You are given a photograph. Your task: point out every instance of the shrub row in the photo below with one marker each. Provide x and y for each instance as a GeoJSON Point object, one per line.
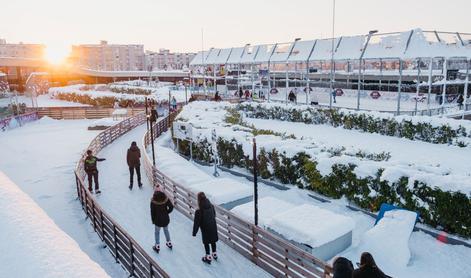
{"type": "Point", "coordinates": [403, 127]}
{"type": "Point", "coordinates": [445, 210]}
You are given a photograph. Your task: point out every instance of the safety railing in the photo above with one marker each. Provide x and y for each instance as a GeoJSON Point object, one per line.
{"type": "Point", "coordinates": [275, 255]}
{"type": "Point", "coordinates": [122, 246]}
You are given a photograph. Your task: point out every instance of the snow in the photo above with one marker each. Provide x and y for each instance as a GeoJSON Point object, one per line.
{"type": "Point", "coordinates": [159, 94]}
{"type": "Point", "coordinates": [131, 210]}
{"type": "Point", "coordinates": [223, 190]}
{"type": "Point", "coordinates": [429, 257]}
{"type": "Point", "coordinates": [396, 226]}
{"type": "Point", "coordinates": [311, 225]}
{"type": "Point", "coordinates": [268, 208]}
{"type": "Point", "coordinates": [32, 244]}
{"type": "Point", "coordinates": [42, 101]}
{"type": "Point", "coordinates": [40, 158]}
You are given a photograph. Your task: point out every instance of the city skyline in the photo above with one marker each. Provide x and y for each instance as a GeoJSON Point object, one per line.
{"type": "Point", "coordinates": [177, 25]}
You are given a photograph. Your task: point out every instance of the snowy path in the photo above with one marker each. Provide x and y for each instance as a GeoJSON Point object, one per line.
{"type": "Point", "coordinates": [131, 210]}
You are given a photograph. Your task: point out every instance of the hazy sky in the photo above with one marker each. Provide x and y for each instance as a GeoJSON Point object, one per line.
{"type": "Point", "coordinates": [177, 24]}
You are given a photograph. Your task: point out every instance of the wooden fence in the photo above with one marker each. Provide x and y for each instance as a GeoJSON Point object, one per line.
{"type": "Point", "coordinates": [121, 245]}
{"type": "Point", "coordinates": [275, 255]}
{"type": "Point", "coordinates": [74, 113]}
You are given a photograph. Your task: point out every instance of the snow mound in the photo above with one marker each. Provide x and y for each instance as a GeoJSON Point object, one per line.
{"type": "Point", "coordinates": [311, 225]}
{"type": "Point", "coordinates": [388, 241]}
{"type": "Point", "coordinates": [268, 207]}
{"type": "Point", "coordinates": [222, 190]}
{"type": "Point", "coordinates": [31, 243]}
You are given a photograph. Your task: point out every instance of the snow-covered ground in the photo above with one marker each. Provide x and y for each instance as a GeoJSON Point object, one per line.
{"type": "Point", "coordinates": [429, 257]}
{"type": "Point", "coordinates": [131, 210]}
{"type": "Point", "coordinates": [32, 245]}
{"type": "Point", "coordinates": [101, 90]}
{"type": "Point", "coordinates": [40, 158]}
{"type": "Point", "coordinates": [42, 101]}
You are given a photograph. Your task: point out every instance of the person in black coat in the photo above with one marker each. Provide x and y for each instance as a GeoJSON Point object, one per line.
{"type": "Point", "coordinates": [92, 170]}
{"type": "Point", "coordinates": [368, 268]}
{"type": "Point", "coordinates": [160, 208]}
{"type": "Point", "coordinates": [343, 268]}
{"type": "Point", "coordinates": [133, 159]}
{"type": "Point", "coordinates": [205, 219]}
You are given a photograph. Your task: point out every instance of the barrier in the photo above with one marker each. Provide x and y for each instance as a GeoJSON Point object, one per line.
{"type": "Point", "coordinates": [275, 255]}
{"type": "Point", "coordinates": [122, 246]}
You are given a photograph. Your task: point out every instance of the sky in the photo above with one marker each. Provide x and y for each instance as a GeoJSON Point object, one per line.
{"type": "Point", "coordinates": [177, 24]}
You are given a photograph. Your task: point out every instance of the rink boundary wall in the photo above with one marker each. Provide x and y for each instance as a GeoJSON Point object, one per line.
{"type": "Point", "coordinates": [121, 245]}
{"type": "Point", "coordinates": [273, 254]}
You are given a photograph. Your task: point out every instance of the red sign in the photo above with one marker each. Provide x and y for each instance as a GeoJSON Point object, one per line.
{"type": "Point", "coordinates": [375, 95]}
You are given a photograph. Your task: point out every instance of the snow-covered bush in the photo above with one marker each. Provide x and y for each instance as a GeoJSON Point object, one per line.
{"type": "Point", "coordinates": [442, 209]}
{"type": "Point", "coordinates": [423, 128]}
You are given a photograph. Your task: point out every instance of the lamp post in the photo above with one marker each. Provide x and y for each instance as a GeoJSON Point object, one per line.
{"type": "Point", "coordinates": [152, 140]}
{"type": "Point", "coordinates": [255, 186]}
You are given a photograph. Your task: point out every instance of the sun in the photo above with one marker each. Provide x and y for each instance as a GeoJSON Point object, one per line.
{"type": "Point", "coordinates": [56, 54]}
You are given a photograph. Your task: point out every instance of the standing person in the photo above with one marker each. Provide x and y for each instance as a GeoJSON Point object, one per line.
{"type": "Point", "coordinates": [92, 171]}
{"type": "Point", "coordinates": [205, 219]}
{"type": "Point", "coordinates": [133, 159]}
{"type": "Point", "coordinates": [160, 208]}
{"type": "Point", "coordinates": [368, 268]}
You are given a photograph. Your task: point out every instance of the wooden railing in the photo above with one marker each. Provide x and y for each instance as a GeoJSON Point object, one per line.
{"type": "Point", "coordinates": [275, 255]}
{"type": "Point", "coordinates": [81, 112]}
{"type": "Point", "coordinates": [121, 245]}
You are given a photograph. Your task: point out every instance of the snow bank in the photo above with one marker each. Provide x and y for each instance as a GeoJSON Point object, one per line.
{"type": "Point", "coordinates": [32, 245]}
{"type": "Point", "coordinates": [268, 207]}
{"type": "Point", "coordinates": [222, 190]}
{"type": "Point", "coordinates": [388, 241]}
{"type": "Point", "coordinates": [311, 225]}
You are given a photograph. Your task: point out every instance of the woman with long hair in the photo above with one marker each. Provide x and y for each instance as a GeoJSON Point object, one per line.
{"type": "Point", "coordinates": [368, 268]}
{"type": "Point", "coordinates": [205, 219]}
{"type": "Point", "coordinates": [160, 208]}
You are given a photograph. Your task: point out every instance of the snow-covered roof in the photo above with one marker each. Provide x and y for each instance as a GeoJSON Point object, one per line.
{"type": "Point", "coordinates": [405, 45]}
{"type": "Point", "coordinates": [301, 51]}
{"type": "Point", "coordinates": [323, 50]}
{"type": "Point", "coordinates": [282, 52]}
{"type": "Point", "coordinates": [264, 53]}
{"type": "Point", "coordinates": [249, 54]}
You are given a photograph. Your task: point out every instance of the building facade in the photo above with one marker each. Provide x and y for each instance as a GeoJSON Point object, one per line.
{"type": "Point", "coordinates": [166, 60]}
{"type": "Point", "coordinates": [21, 50]}
{"type": "Point", "coordinates": [109, 57]}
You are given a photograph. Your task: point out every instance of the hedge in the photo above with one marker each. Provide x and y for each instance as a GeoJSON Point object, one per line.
{"type": "Point", "coordinates": [444, 210]}
{"type": "Point", "coordinates": [404, 127]}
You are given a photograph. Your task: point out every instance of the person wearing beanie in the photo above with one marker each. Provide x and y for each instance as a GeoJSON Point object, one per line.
{"type": "Point", "coordinates": [160, 208]}
{"type": "Point", "coordinates": [133, 159]}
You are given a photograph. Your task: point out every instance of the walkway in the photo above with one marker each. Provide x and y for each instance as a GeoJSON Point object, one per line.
{"type": "Point", "coordinates": [131, 210]}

□ □ □ □ □ □ □

Reproduce the full listing verbatim so that only the pictures are missing.

→ **Reply to the task**
You are given a photograph. Your task: point out every instance of the shrub row in the photo below with one marker each. Provide x and y for each instance as a GeoJSON Point object, one per line.
{"type": "Point", "coordinates": [403, 127]}
{"type": "Point", "coordinates": [445, 210]}
You are given a photograph. Your task: point out every instance of the safety railing in the photo above with one marker each. Provide x and y for each instance as a GeoJSON Point object, one per line.
{"type": "Point", "coordinates": [275, 255]}
{"type": "Point", "coordinates": [122, 246]}
You are given a photograph. Your task: point out every instance of the snow in the photo above with one marker each. Provide x and y for each instance as a GeoJSON Point object, one per line.
{"type": "Point", "coordinates": [159, 94]}
{"type": "Point", "coordinates": [131, 210]}
{"type": "Point", "coordinates": [223, 190]}
{"type": "Point", "coordinates": [429, 257]}
{"type": "Point", "coordinates": [396, 226]}
{"type": "Point", "coordinates": [311, 225]}
{"type": "Point", "coordinates": [268, 208]}
{"type": "Point", "coordinates": [32, 244]}
{"type": "Point", "coordinates": [42, 101]}
{"type": "Point", "coordinates": [40, 158]}
You are given a photograph. Your task: point out every instance of the city skyline in the photo above with one marker each. Provide x and y for each instance as a GeoJSON Point object, one per line.
{"type": "Point", "coordinates": [177, 25]}
You are given a photograph. Your task: point out every instance of the snowy path in the photo above with one marker each. Provide x and y for each instance as a GeoJSON Point object, one per line.
{"type": "Point", "coordinates": [131, 210]}
You are given a photograph. Your task: point out every instance of the hazy sky in the photo above with one marker each. Provide x and y for each instance as a GeoJSON Point object, one per line.
{"type": "Point", "coordinates": [177, 24]}
You are given a photograph. Your task: point out every instance of the wooden fence in the photo above with one marker each. Provide x and y for each instance as a GeoJSON Point object, one per line.
{"type": "Point", "coordinates": [121, 245]}
{"type": "Point", "coordinates": [275, 255]}
{"type": "Point", "coordinates": [74, 113]}
You are given a photograph. Your task: point out every instance of the snow mound in the photo above with one marker each. Provide x and y for each instance as a GeoJSON Point object, one per line.
{"type": "Point", "coordinates": [311, 225]}
{"type": "Point", "coordinates": [388, 241]}
{"type": "Point", "coordinates": [268, 207]}
{"type": "Point", "coordinates": [222, 190]}
{"type": "Point", "coordinates": [31, 243]}
You are given a photograph. Your task: point out every instance of the snow-covered ground in the photo above with one marker each. Provide x and y for each instance as a GeoJSON Point object, one per line.
{"type": "Point", "coordinates": [429, 257]}
{"type": "Point", "coordinates": [131, 210]}
{"type": "Point", "coordinates": [32, 245]}
{"type": "Point", "coordinates": [101, 90]}
{"type": "Point", "coordinates": [40, 158]}
{"type": "Point", "coordinates": [42, 101]}
You are given a photograph. Your task: point out every instance of the person in black coat in the photo above with one marker each. Provide x and y for each instance as a GeoJSON Point object, one per line.
{"type": "Point", "coordinates": [92, 170]}
{"type": "Point", "coordinates": [368, 268]}
{"type": "Point", "coordinates": [160, 208]}
{"type": "Point", "coordinates": [343, 268]}
{"type": "Point", "coordinates": [133, 159]}
{"type": "Point", "coordinates": [205, 219]}
You are given a photograph. Your task: point out every instance of the barrier in the photo above with one marker each. Provide x and y for each instance as a GeoJSON Point object, one per line.
{"type": "Point", "coordinates": [275, 255]}
{"type": "Point", "coordinates": [122, 246]}
You are given a photograph. Your task: point out every instance of the sky in the photo above with one marker each. Provide x and y for each instance as a GeoJSON Point object, one per line.
{"type": "Point", "coordinates": [177, 24]}
You are given a photograph. Your task: point out every instance of the rink boundary wall in the photo above with one marker each. Provide x and y for each instance as a GeoJSON Point object, one per line.
{"type": "Point", "coordinates": [121, 245]}
{"type": "Point", "coordinates": [273, 254]}
You are given a photograph. Your task: point out every instance of the red sign in the photo above with one marker each. Provide x and y for each instance as a GeoJSON Point object, one per line.
{"type": "Point", "coordinates": [375, 95]}
You are given a photograph. Your task: point out every instance of the snow-covered bush in the photo above with one marker each. Provide x and y for each instance as a GeoJSON Point object, one per line.
{"type": "Point", "coordinates": [442, 209]}
{"type": "Point", "coordinates": [423, 128]}
You are given a photograph. Your task: point out every instance of the lamp post in the photo above with one marker each. Provide x and y for each instance as a GeoJSON Point object, one per line.
{"type": "Point", "coordinates": [152, 140]}
{"type": "Point", "coordinates": [255, 186]}
You are given a photograph. Your task: point out every instance of the sun in the photo above with one marker each. Provide x and y for each instance as a GeoJSON Point object, one per line.
{"type": "Point", "coordinates": [56, 54]}
You are given a photograph. Your task: point out every instance of the standing person in the photo above with one marker each. Provide x and y for each instance as a GeoJSON Point object, one per line.
{"type": "Point", "coordinates": [92, 171]}
{"type": "Point", "coordinates": [205, 219]}
{"type": "Point", "coordinates": [133, 159]}
{"type": "Point", "coordinates": [160, 208]}
{"type": "Point", "coordinates": [368, 268]}
You are given a photograph. Your task: point out every instance of the wooden railing in the photo above with one marker each. Provide x and y for each instance as a GeoJSON Point object, one per line.
{"type": "Point", "coordinates": [275, 255]}
{"type": "Point", "coordinates": [81, 112]}
{"type": "Point", "coordinates": [121, 245]}
You are given a photograph. Your task: point out every instance of the snow bank in the photo above with one marker each. Provide x and y for each instance as a GeoJSON Point object, one per line.
{"type": "Point", "coordinates": [32, 245]}
{"type": "Point", "coordinates": [268, 207]}
{"type": "Point", "coordinates": [222, 190]}
{"type": "Point", "coordinates": [388, 241]}
{"type": "Point", "coordinates": [311, 225]}
You are given a photograph. Your task: point out every instance of the woman with long hair in the photo above with one marker each. Provide x and y for each instance as a GeoJSON Point object, one per line.
{"type": "Point", "coordinates": [368, 268]}
{"type": "Point", "coordinates": [205, 219]}
{"type": "Point", "coordinates": [160, 208]}
You are given a photograph. Your task: point out every instance of the snow-covered roof in the photo above with one marker each. Provide x and y for each instance as a GeoJSON Point object, one per line.
{"type": "Point", "coordinates": [405, 45]}
{"type": "Point", "coordinates": [301, 51]}
{"type": "Point", "coordinates": [323, 50]}
{"type": "Point", "coordinates": [282, 52]}
{"type": "Point", "coordinates": [264, 53]}
{"type": "Point", "coordinates": [249, 54]}
You are given a photograph. Your task: point out every instance of the building facade in the photo above with one marker each. Provide x and y for each instance as a GeoJSON Point object, one per line.
{"type": "Point", "coordinates": [166, 60]}
{"type": "Point", "coordinates": [21, 50]}
{"type": "Point", "coordinates": [109, 57]}
You are given a photograph. Your task: point out every instance of the hedge in the photo above with one marker each. Provide x and y for each instance as a GeoJSON Point object, one per line.
{"type": "Point", "coordinates": [444, 210]}
{"type": "Point", "coordinates": [404, 127]}
You are given a photograph. Your task: point out every instance of the person wearing beanie in the photo above with one marker each. Provide x and y for each instance as a GeoJSON Point object, one per line.
{"type": "Point", "coordinates": [160, 208]}
{"type": "Point", "coordinates": [133, 159]}
You are given a photograph. Your task: point out every instance of the walkway in the photo above with one marker each. Provide x and y for each instance as a GeoJSON Point object, one per line.
{"type": "Point", "coordinates": [131, 210]}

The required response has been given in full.